** START OF DATA TO PROCESS **
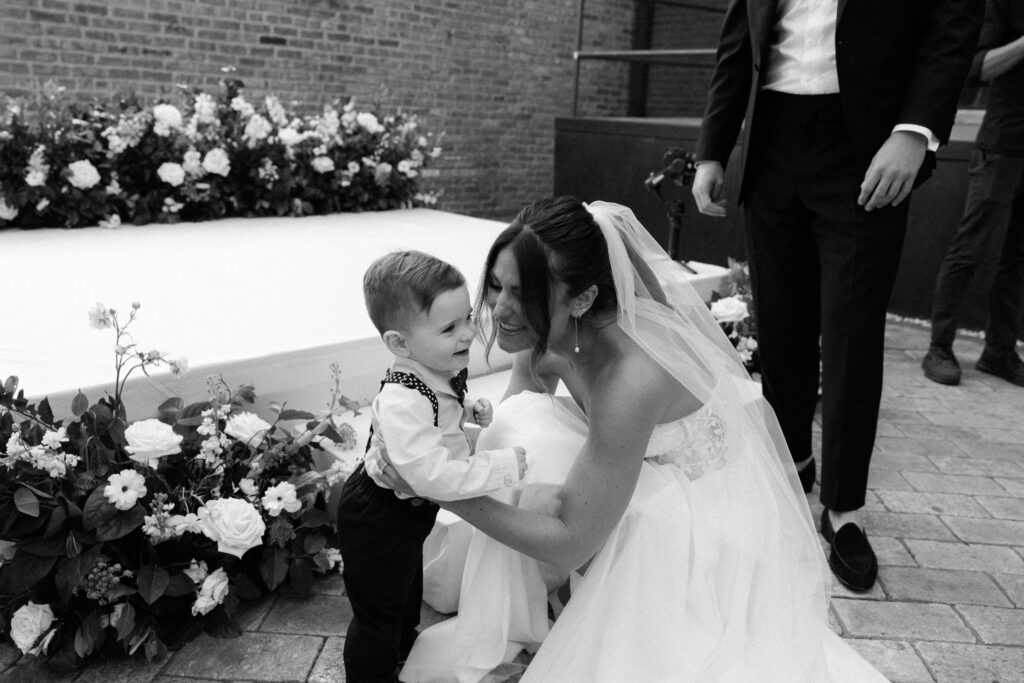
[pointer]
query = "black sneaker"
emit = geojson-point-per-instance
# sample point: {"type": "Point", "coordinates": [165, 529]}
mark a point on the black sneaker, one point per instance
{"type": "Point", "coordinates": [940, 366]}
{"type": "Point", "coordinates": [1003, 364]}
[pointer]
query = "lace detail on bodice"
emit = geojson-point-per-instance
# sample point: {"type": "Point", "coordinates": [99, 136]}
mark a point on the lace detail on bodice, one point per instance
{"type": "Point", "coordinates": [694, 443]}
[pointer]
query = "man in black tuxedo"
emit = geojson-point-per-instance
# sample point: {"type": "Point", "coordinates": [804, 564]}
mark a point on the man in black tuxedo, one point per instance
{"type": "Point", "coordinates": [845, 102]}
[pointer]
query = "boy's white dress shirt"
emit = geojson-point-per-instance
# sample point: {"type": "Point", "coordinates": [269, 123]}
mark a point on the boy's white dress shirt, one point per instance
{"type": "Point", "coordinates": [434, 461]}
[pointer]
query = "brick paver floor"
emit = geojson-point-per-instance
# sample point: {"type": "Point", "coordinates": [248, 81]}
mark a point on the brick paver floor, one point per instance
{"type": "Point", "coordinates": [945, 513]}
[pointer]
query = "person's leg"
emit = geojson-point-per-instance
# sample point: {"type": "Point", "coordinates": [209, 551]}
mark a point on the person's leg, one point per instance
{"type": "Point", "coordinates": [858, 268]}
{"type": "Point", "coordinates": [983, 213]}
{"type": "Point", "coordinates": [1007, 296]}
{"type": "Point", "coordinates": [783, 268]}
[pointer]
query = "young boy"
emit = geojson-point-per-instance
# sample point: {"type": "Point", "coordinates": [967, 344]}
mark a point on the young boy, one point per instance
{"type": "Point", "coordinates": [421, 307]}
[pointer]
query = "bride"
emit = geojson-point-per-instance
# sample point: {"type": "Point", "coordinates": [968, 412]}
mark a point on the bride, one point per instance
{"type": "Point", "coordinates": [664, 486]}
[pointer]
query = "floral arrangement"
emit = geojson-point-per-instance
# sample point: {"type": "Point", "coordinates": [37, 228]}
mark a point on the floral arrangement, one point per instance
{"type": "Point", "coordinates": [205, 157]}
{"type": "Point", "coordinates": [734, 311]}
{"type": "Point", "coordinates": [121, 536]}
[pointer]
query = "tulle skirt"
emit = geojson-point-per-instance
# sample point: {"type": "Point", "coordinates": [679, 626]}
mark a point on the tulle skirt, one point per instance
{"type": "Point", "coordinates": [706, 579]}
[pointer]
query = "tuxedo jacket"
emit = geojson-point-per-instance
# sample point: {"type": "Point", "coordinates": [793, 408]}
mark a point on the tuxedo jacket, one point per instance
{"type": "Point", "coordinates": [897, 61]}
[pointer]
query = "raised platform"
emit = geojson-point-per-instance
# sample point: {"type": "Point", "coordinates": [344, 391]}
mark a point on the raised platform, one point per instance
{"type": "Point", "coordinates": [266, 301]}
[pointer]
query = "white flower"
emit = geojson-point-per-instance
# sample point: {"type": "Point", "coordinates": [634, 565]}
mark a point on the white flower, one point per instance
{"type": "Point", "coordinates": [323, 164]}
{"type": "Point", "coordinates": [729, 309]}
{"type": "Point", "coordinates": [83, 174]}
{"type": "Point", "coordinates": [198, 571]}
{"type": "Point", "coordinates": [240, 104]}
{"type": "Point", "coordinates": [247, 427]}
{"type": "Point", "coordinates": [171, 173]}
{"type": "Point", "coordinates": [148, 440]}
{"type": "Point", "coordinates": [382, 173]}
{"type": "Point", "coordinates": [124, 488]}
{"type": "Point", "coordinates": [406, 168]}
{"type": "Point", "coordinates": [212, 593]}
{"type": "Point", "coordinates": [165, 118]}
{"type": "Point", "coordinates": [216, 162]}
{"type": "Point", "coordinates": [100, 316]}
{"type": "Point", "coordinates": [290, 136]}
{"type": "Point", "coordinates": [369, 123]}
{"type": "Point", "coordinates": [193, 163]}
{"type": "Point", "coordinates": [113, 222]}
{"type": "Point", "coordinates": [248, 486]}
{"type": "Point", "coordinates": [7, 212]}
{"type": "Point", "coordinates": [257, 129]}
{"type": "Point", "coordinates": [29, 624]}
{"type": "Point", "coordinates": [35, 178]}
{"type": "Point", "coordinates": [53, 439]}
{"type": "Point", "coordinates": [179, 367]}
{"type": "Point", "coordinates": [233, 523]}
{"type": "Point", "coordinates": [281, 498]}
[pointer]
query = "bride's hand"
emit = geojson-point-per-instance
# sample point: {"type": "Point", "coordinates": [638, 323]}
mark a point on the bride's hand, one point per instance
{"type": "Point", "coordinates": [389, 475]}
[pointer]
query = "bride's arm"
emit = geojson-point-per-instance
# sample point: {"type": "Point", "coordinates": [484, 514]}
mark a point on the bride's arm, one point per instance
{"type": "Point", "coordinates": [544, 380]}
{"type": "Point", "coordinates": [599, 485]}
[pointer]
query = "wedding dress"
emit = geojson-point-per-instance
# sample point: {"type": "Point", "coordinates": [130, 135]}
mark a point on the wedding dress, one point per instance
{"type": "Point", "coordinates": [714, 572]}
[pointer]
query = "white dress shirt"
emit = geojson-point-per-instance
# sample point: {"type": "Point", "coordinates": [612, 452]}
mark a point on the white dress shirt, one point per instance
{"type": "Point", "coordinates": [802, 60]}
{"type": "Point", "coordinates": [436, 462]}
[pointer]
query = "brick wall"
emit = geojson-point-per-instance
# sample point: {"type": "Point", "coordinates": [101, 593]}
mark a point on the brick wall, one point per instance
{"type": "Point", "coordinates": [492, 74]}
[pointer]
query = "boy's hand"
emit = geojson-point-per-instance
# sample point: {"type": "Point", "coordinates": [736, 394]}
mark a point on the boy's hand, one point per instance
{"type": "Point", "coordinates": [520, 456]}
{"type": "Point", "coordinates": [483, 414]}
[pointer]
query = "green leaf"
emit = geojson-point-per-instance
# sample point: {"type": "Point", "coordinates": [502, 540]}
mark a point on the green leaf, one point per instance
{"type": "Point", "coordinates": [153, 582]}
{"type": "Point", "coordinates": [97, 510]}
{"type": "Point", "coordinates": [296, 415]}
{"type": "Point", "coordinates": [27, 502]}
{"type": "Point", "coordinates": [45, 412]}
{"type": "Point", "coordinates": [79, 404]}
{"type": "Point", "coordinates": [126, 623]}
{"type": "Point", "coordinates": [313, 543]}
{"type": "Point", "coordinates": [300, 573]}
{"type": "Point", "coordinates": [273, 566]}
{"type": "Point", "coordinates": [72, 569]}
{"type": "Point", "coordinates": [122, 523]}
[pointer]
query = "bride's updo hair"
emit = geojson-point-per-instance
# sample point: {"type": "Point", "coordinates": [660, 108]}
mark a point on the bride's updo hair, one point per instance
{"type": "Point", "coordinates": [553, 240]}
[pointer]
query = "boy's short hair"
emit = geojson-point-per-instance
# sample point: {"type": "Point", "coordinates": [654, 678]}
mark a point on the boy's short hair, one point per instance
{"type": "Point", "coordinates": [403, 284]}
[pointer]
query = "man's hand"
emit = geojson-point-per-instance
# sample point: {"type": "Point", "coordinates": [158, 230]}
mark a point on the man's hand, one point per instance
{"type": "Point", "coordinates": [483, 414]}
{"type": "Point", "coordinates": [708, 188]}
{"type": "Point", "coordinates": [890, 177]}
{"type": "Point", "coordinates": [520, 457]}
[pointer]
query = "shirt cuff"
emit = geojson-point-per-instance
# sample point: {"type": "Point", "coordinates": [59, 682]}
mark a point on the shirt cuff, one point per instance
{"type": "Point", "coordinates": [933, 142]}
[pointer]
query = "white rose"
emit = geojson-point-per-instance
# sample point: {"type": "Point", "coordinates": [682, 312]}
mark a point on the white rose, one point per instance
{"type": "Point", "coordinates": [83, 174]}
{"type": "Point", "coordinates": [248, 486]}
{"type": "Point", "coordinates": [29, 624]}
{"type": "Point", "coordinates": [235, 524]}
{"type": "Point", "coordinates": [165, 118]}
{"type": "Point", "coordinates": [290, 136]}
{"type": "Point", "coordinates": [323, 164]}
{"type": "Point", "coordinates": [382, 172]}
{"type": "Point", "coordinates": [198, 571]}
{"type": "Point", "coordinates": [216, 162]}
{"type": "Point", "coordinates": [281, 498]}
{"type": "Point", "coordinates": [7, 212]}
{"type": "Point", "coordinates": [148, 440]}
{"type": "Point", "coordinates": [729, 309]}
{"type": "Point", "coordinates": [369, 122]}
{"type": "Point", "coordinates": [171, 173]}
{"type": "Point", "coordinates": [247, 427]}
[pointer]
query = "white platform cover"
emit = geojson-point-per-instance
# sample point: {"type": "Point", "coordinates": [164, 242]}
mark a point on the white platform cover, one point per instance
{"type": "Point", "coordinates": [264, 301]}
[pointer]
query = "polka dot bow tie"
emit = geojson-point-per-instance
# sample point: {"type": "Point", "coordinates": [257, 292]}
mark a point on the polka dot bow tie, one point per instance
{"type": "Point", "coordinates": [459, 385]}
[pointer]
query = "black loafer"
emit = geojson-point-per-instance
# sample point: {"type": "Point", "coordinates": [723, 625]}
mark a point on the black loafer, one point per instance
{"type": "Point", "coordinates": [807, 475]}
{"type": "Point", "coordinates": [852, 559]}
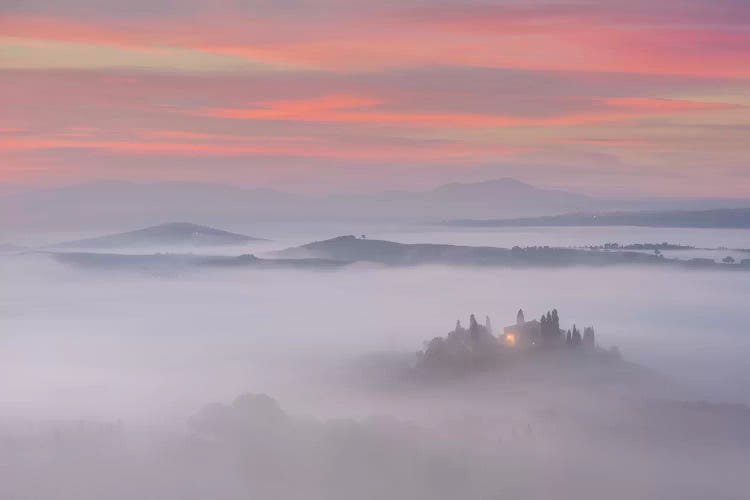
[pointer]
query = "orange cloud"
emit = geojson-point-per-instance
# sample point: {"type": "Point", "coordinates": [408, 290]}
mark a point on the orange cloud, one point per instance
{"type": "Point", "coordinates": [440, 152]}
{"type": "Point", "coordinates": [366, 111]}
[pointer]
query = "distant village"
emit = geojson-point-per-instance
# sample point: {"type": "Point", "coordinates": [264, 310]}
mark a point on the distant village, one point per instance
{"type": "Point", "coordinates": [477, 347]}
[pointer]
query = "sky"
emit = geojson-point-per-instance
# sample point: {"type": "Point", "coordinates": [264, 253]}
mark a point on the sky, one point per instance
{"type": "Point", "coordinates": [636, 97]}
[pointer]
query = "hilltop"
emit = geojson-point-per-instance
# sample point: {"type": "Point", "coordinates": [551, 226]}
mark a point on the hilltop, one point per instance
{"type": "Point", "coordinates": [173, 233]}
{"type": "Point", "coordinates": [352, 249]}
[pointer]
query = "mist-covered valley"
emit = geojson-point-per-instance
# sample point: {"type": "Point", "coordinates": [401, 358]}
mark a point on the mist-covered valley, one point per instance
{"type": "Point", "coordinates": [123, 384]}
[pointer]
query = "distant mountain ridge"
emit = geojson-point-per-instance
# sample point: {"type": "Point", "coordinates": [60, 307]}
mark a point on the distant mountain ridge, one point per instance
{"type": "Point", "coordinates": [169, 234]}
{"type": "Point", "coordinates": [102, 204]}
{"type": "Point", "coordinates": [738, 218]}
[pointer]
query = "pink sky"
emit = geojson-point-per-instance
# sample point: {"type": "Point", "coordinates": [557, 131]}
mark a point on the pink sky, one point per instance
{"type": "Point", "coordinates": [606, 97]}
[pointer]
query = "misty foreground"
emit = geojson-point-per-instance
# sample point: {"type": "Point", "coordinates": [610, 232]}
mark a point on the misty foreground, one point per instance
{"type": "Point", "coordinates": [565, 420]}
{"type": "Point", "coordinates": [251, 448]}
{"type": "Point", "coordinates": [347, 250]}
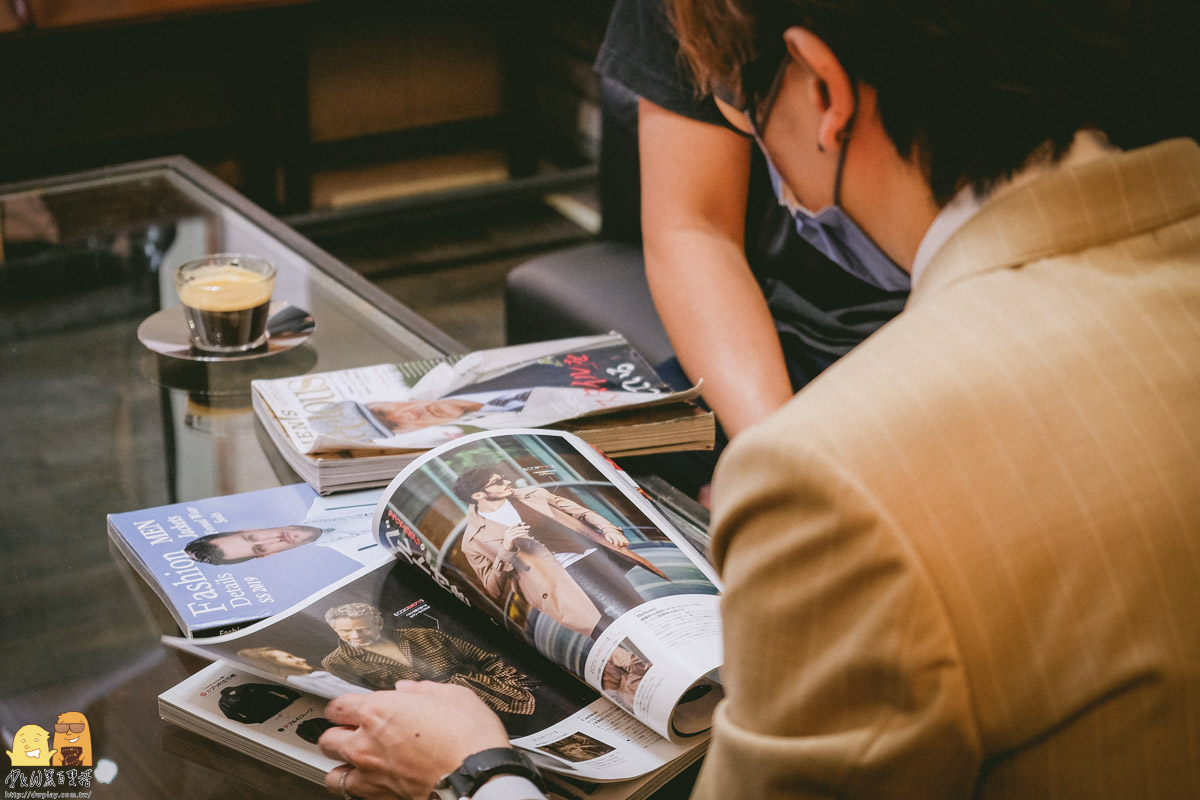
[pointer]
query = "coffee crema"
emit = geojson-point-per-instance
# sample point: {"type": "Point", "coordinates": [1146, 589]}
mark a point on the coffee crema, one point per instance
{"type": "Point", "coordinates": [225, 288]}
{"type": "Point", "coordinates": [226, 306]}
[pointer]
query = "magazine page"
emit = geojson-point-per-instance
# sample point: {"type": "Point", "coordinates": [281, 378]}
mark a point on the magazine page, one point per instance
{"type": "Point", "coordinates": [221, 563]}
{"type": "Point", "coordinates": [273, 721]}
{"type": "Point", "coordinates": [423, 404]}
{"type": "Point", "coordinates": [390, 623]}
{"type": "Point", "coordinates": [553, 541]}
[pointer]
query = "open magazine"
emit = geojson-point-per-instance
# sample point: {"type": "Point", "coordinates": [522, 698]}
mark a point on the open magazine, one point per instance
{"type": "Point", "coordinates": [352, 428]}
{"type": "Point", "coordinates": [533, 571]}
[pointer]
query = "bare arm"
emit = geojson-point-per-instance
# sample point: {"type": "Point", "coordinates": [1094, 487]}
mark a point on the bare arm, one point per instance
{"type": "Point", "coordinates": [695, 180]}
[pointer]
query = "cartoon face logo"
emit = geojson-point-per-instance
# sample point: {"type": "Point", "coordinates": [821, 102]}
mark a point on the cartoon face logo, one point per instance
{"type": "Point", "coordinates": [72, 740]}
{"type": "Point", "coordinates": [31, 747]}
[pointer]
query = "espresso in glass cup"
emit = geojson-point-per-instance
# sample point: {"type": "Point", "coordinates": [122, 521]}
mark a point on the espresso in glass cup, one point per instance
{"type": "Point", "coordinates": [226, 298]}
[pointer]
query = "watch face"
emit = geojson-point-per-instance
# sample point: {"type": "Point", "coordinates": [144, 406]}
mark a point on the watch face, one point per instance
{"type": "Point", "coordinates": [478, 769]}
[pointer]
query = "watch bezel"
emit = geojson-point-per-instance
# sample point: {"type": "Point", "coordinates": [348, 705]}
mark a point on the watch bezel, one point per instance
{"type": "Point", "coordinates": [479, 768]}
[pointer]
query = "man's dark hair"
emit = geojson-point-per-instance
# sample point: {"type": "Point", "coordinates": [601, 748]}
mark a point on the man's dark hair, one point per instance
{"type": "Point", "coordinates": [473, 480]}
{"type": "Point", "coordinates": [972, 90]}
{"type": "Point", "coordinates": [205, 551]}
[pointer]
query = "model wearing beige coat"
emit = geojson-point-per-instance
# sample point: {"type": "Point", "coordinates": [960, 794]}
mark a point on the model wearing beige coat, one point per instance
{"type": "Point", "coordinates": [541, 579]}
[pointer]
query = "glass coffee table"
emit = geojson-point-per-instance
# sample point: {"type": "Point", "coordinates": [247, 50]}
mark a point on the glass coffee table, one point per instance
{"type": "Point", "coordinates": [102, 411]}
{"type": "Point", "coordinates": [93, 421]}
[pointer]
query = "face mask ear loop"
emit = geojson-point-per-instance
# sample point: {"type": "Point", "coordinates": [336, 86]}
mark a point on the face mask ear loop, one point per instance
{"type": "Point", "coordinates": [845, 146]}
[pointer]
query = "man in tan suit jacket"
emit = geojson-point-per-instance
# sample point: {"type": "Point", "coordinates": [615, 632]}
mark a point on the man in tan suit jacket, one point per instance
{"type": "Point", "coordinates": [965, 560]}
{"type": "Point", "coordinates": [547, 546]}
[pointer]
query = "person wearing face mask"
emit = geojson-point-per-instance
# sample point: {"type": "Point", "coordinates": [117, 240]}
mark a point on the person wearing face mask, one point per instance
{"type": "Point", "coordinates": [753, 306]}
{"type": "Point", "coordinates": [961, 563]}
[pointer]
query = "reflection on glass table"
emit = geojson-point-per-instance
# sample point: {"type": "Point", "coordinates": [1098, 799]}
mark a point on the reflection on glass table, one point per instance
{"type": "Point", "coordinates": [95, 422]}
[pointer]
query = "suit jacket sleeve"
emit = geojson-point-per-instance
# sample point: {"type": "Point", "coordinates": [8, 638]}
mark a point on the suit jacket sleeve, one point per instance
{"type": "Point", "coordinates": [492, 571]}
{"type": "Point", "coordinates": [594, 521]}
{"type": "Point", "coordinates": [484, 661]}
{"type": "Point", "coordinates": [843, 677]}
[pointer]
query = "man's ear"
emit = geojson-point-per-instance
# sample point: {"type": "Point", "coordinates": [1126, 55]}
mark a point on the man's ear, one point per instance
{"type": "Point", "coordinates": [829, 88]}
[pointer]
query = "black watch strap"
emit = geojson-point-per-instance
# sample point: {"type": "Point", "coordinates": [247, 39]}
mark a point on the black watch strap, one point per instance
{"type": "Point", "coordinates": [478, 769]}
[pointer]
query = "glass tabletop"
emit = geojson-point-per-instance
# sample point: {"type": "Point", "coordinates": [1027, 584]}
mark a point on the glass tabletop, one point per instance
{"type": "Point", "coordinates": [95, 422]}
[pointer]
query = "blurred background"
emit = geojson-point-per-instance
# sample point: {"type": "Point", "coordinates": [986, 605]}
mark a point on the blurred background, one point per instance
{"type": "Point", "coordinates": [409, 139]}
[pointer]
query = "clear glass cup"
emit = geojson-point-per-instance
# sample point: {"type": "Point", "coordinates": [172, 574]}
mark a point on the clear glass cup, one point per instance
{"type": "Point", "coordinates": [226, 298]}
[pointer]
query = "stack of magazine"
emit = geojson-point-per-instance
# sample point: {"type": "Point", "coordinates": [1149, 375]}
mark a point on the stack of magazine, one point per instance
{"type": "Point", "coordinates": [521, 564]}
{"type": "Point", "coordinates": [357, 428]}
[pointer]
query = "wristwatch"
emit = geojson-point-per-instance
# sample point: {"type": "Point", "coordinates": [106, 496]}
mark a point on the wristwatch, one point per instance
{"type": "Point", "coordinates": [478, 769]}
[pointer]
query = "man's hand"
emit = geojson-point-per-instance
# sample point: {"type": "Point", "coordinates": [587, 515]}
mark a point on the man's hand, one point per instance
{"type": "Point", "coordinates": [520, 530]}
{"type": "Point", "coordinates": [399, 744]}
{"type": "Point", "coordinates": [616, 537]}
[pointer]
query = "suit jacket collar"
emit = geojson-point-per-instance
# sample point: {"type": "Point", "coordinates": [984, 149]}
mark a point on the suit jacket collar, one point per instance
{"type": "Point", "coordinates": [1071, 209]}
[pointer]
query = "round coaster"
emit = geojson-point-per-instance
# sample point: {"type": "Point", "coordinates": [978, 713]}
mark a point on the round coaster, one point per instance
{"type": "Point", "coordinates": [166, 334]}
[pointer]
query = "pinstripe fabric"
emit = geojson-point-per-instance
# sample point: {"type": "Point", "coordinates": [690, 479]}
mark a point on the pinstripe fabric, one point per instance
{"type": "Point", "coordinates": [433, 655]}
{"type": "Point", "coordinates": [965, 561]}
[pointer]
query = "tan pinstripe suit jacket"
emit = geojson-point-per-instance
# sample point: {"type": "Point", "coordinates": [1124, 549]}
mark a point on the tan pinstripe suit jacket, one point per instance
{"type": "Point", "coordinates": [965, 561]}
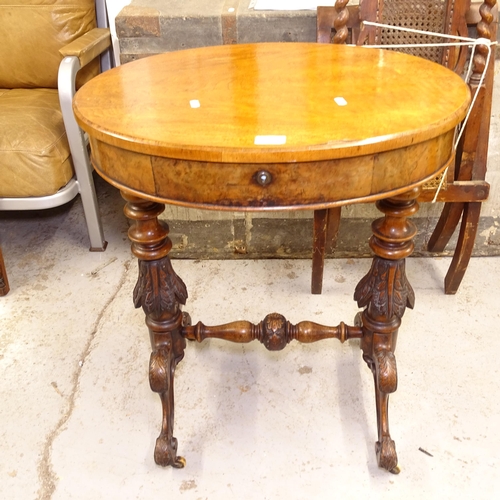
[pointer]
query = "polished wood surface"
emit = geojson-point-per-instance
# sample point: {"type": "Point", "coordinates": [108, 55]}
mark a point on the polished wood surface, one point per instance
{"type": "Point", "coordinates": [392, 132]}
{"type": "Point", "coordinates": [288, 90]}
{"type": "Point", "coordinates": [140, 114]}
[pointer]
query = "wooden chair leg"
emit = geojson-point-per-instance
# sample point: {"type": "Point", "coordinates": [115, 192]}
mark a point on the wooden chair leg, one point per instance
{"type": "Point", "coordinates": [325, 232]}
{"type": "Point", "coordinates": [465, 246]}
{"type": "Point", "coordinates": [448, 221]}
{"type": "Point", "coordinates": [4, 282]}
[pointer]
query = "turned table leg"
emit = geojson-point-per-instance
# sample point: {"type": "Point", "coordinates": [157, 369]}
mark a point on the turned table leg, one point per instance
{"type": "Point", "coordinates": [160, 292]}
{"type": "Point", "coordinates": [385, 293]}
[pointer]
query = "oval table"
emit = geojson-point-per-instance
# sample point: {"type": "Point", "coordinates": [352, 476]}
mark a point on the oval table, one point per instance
** END OF DATA TO PROCESS **
WHAT THIS TASK INVOLVES — Go through the records and copy out every line that contains the word "wedding".

THE REPLY —
query = "wedding dress"
mark a point on the wedding dress, one point per instance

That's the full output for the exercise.